### Extracted text
╔══
# Natural Language Processing with Python

Welcome to my Jupyter notebook, where I share my learning journey in Natural Language Processing (NLP) with Python. In this notebook, I'll walk through key concepts, techniques, and libraries, and share hands-on examples as I dive into my first experiences with NLP.

## What is Natural Language Processing (NLP)?

NLP is a subfield of artificial intelligence that enables computers to understand, interpret, and generate human language. Key tasks in NLP include:
- Text analysis
- Sentiment analysis
- Named Entity Recognition (NER)
- Language translation
- Text summarization

## Overview

In this notebook, we will explore key NLP techniques and tools, primarily focusing on Python’s `NLTK` library. Key concepts include:
- **Segmentation**: Dividing text into smaller chunks (e.g., sentences or words).
- **Tokenization**: Converting text into meaningful units (tokens).
- **Stop Words**: Removing common, non-essential words.
- **Stemming & Lemmatization**: Reducing words to their root or base forms.
- **Part-of-Speech (POS) Tagging**: Assigning word classes to tokens.
- **Named Entity Recognition (NER)**: Extracting and classifying entities (e.g., people, organizations, locations).

## Learning Objectives

By the end of this notebook, you will understand:
1. How to segment text into sentences and words.
2. Tokenization techniques for breaking down text.
3. How to remove stop words to focus on meaningful terms.
4. The differences between stemming and lemmatization.
5. POS tagging and how it classifies words in context.
6. NER for extracting entities from text.

## Resources

For further learning, explore:
1. [GeeksforGeeks: Part of Speech Tagging](https://www.geeksforgeeks.org/nlp-part-of-speech-default-tagging/)
2. [YouTube: NLP Overview and Basics](https://www.youtube.com/watch?v=MpIagClRELI)
3. [YouTube: Additional NLP Insights](https://www.youtube.com/watch?v=fLvJ8VdHLA0&list=PLhBFZf0L5I7qN_qb4P1lvrjhHtMd7403_&index=18)

---


#### 1) Segmentation
Segmentation in NLP refers to dividing text into meaningful units, such as sentences, words, or topics. It's a foundational step for further processing and analysis. Common types of segmentation include:
- Sentence Segmentation: Splitting a document into sentences using punctuation and context.
- Word Segmentation: Breaking down sentences into words, crucial for languages without clear word boundaries (e.g., Chinese).
- Topic Segmentation: Dividing a document into sections based on themes or topics for better understanding.
╚══
### Exercises
(1) Under the heading "What is Natural Language Processing (NLP)?" in the NLP notebook, which key tasks in NLP are listed?
(2) Write the next part of the NLP notebook, starting right after its final sentence.

### Point labeling examples
╔══
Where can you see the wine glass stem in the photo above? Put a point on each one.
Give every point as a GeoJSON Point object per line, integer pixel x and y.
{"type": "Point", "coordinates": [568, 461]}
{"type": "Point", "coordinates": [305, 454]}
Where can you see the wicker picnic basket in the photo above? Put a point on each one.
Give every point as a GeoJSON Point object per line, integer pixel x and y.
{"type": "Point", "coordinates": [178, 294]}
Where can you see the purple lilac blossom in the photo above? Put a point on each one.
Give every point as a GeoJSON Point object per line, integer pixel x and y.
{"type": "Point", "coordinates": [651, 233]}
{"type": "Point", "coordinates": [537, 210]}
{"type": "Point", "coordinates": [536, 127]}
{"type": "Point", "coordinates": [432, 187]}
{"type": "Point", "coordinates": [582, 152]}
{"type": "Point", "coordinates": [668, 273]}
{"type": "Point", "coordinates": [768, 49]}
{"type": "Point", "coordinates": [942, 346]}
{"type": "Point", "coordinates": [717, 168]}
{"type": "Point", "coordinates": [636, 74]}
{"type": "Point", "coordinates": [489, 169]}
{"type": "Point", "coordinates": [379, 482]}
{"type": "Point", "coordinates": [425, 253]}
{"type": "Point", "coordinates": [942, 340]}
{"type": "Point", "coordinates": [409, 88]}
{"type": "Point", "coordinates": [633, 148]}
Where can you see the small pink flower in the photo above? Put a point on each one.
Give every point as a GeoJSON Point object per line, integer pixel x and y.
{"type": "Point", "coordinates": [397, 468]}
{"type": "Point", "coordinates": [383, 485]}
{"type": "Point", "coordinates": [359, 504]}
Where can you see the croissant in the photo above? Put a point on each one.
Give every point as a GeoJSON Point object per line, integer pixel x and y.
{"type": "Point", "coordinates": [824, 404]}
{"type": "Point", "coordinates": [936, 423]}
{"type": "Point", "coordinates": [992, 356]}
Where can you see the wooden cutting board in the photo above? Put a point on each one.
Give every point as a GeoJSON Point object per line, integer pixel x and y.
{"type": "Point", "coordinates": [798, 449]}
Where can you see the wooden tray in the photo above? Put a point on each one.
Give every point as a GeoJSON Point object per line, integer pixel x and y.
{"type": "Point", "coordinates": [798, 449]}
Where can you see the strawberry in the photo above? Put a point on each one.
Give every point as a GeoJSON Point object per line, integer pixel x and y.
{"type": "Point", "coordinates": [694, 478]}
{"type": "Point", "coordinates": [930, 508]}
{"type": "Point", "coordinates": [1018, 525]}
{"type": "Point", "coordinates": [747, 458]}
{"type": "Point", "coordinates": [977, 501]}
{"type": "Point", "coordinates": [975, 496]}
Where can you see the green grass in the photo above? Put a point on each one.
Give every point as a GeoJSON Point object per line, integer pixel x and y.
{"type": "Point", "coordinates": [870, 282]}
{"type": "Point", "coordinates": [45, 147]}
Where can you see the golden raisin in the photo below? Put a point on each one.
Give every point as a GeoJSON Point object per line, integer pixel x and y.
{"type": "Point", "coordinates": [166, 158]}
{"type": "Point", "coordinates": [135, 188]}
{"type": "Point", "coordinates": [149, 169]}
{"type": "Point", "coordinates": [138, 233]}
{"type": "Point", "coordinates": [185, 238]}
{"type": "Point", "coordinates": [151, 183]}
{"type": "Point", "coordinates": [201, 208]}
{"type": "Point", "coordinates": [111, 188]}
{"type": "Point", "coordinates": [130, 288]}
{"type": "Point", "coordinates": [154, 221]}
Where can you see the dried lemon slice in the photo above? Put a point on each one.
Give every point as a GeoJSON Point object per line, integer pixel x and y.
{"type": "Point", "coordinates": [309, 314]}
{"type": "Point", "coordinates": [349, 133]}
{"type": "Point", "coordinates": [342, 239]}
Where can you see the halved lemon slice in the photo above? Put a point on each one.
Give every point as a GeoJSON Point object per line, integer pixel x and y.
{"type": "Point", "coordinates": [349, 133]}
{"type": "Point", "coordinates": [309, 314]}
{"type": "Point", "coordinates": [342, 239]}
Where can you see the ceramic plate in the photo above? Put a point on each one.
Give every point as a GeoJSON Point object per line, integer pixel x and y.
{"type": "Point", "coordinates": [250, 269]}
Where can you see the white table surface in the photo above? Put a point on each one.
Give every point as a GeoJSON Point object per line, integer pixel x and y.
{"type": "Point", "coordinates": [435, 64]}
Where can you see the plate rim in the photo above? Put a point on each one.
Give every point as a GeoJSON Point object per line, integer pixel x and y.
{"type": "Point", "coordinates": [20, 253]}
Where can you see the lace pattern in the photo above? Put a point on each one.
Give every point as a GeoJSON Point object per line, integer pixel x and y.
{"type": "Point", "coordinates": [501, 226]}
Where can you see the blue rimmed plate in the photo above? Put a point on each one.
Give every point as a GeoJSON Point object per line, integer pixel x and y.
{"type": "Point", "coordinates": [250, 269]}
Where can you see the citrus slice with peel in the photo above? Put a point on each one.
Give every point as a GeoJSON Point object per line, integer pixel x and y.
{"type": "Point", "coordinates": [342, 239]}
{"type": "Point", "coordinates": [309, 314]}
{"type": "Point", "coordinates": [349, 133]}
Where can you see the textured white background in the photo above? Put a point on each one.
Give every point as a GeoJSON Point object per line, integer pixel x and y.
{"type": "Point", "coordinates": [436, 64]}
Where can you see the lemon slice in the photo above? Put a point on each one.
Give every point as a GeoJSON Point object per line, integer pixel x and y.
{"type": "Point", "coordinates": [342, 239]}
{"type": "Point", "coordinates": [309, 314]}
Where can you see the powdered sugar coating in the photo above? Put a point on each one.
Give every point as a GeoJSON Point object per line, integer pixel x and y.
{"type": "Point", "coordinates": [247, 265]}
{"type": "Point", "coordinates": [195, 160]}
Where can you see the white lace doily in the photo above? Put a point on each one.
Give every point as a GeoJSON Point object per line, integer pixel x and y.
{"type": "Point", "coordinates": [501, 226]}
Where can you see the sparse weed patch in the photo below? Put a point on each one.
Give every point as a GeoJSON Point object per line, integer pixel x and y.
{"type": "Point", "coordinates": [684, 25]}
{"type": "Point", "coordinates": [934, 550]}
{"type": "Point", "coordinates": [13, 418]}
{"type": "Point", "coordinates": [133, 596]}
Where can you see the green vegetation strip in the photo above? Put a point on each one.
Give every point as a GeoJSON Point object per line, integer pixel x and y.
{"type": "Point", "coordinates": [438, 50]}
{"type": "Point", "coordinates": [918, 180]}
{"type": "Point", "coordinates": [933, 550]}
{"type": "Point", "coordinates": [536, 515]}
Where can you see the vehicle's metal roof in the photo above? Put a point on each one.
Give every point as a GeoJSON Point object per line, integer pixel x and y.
╚══
### Exercise answers
(1)
- Text analysis
- Sentiment analysis
- Named Entity Recognition (NER)
- Language translation
- Text summarization

(2)
Segmentation helps NLP systems organize and analyze text more effectively for tasks like summarization, translation, or sentiment analysis.

---

In [41]:
# Below is a set of text that I will be working with in order to test NLP methods
text = "Millions of people across the UK and beyond have celebrated the coronation of King Charles III - a symbolic ceremony combining a religious service and pageantry. The ceremony was held at Westminster Abbey, with the King becoming the 40th reigning monarch to be crowned there since 1066. Queen Camilla was crowned alongside him before a huge parade back to Buckingham Palace. Here's how the day of splendour and formality, which featured customs dating back more than 1,000 years, unfolded."
text

"Millions of people across the UK and beyond have celebrated the coronation of King Charles III - a symbolic ceremony combining a religious service and pageantry. The ceremony was held at Westminster Abbey, with the King becoming the 40th reigning monarch to be crowned there since 1066. Queen Camilla was crowned alongside him before a huge parade back to Buckingham Palace. Here's how the day of splendour and formality, which featured customs dating back more than 1,000 years, unfolded."

In [None]:
# Importing required libraries (NLTK)
import nltk
nltk.download('punkt_tab')
from nltk.tokenize import sent_tokenize

In [47]:
# Splitting the text into sentences with PUNKT
# Punkt is a tokenizer that includes pre-trained data for different languages to help with splitting text into sentences.
sentences = sent_tokenize(text)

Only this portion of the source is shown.